--- LISTED ENTRIES ---

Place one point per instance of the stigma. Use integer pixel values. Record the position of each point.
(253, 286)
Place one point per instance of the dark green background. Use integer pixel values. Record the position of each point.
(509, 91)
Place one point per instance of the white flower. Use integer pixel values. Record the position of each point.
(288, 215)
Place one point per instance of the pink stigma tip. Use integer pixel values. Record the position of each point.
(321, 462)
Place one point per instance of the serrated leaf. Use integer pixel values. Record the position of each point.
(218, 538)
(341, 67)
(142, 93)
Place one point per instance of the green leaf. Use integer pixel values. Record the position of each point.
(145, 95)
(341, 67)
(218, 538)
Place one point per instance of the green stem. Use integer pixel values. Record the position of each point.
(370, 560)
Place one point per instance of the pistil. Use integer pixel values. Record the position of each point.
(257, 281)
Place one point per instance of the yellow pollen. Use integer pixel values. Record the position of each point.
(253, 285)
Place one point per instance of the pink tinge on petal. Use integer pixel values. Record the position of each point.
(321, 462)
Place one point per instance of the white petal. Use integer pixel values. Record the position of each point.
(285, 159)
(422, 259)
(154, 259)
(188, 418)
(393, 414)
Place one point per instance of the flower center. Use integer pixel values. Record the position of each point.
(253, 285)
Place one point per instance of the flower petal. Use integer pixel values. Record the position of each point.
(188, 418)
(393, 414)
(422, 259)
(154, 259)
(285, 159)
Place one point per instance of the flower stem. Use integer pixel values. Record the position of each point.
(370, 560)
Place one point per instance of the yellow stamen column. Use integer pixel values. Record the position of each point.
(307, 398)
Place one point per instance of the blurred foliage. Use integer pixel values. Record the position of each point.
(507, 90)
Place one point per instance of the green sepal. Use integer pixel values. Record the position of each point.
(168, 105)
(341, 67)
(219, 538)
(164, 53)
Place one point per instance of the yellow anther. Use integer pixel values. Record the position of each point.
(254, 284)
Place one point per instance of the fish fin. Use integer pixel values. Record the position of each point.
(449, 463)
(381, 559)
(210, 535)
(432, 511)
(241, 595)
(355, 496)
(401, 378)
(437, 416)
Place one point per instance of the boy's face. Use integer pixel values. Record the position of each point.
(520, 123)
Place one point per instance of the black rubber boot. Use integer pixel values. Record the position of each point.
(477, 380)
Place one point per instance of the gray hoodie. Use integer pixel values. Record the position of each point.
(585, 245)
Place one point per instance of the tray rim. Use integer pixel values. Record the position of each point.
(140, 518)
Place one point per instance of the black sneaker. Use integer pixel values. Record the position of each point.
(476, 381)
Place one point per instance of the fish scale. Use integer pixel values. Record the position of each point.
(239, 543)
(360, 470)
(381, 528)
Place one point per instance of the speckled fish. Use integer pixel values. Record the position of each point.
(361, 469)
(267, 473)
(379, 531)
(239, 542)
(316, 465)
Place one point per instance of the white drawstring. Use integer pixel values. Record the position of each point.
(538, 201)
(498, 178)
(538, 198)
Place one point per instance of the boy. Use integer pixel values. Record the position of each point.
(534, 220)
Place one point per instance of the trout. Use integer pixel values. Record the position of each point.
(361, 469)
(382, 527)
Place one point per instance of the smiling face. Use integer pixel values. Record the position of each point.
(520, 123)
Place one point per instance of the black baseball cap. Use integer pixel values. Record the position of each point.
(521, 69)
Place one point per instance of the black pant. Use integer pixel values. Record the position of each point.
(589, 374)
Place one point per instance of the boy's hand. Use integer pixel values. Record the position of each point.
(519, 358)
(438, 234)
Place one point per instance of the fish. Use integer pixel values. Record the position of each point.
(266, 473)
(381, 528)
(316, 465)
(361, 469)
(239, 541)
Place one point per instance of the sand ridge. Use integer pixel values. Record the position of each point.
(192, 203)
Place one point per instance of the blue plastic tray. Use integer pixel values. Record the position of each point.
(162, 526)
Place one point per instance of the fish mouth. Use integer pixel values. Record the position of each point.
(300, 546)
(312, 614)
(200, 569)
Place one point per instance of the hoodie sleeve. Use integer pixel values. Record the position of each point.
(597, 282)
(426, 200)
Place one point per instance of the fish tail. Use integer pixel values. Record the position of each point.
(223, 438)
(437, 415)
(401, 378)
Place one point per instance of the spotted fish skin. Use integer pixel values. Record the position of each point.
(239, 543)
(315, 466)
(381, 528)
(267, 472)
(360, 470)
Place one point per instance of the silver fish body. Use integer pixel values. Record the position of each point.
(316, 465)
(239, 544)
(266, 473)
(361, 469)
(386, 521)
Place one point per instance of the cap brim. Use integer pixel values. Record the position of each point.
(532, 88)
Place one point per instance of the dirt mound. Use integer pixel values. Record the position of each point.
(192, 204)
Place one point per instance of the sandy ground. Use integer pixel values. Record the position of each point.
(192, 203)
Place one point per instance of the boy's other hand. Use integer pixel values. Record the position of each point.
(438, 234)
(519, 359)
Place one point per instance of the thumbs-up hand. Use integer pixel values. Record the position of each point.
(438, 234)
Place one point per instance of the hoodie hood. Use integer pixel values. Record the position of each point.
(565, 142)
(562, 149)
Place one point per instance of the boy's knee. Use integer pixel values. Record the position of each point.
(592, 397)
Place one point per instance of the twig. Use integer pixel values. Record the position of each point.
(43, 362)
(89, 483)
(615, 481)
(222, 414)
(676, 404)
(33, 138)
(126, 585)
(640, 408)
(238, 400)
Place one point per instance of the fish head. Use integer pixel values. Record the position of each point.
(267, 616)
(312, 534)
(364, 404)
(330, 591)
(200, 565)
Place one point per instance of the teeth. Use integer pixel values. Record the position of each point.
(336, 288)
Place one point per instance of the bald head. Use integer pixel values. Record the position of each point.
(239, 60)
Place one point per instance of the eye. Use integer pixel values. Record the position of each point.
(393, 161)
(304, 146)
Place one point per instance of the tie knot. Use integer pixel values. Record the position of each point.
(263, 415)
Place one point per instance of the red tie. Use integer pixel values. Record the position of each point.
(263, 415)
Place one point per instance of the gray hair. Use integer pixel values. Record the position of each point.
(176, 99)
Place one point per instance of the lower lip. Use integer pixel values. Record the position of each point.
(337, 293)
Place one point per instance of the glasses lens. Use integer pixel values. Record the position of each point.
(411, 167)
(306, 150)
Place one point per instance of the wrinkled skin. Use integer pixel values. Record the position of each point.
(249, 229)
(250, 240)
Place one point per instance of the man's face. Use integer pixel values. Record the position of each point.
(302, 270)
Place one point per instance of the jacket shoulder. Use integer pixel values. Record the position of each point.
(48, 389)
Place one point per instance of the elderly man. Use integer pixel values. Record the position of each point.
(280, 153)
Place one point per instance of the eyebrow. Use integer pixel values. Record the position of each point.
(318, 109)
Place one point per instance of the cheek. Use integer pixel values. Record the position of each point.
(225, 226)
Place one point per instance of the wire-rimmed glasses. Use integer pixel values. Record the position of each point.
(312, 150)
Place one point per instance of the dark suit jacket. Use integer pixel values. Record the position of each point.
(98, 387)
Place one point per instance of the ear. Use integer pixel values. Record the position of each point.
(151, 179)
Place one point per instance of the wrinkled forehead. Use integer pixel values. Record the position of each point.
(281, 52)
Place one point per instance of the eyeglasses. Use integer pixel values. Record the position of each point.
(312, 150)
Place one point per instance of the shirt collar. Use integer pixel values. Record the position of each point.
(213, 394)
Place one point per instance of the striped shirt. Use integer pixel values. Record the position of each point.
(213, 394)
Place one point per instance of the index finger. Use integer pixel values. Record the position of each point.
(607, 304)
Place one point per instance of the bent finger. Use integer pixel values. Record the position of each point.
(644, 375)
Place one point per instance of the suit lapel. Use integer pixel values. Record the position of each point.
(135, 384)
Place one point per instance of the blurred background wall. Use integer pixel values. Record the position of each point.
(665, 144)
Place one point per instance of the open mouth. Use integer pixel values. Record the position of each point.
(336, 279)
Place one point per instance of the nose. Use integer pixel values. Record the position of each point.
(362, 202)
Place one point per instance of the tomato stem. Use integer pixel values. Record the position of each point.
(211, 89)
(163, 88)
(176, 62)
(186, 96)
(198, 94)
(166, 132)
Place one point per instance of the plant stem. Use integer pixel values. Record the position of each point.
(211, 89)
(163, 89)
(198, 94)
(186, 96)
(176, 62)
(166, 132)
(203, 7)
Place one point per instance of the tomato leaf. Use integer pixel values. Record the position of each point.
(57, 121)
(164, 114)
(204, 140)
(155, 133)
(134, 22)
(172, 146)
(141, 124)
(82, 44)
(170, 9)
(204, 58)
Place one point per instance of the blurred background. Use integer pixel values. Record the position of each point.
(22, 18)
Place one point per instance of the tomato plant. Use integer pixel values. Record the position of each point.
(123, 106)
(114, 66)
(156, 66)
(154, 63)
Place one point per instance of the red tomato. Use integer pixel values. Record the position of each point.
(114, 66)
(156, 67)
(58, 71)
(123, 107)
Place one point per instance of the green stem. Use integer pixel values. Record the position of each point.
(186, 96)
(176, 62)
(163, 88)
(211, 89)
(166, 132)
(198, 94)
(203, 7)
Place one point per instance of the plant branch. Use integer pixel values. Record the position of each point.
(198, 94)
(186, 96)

---

§ **PROMPT**
Only the lines from the one that contains "Place one point per instance of the tomato plant." to the end of the data should be output, exactly as they appear.

§ **IN RESPONSE**
Place one point per instance of the tomato plant. Use integer pixel values. Record the position of each point.
(123, 106)
(114, 66)
(156, 66)
(154, 63)
Place one point per instance of the red tomato. Use integer pixel values. Record the position of each point.
(114, 66)
(156, 67)
(58, 71)
(123, 107)
Place one point per instance of the green stem. Use integer pixel values. Record the position of each point.
(186, 96)
(176, 62)
(163, 88)
(211, 89)
(166, 132)
(198, 94)
(203, 7)
Place one point per instance of the plant branch. Use integer pixel values. Record the position of each point.
(198, 94)
(186, 96)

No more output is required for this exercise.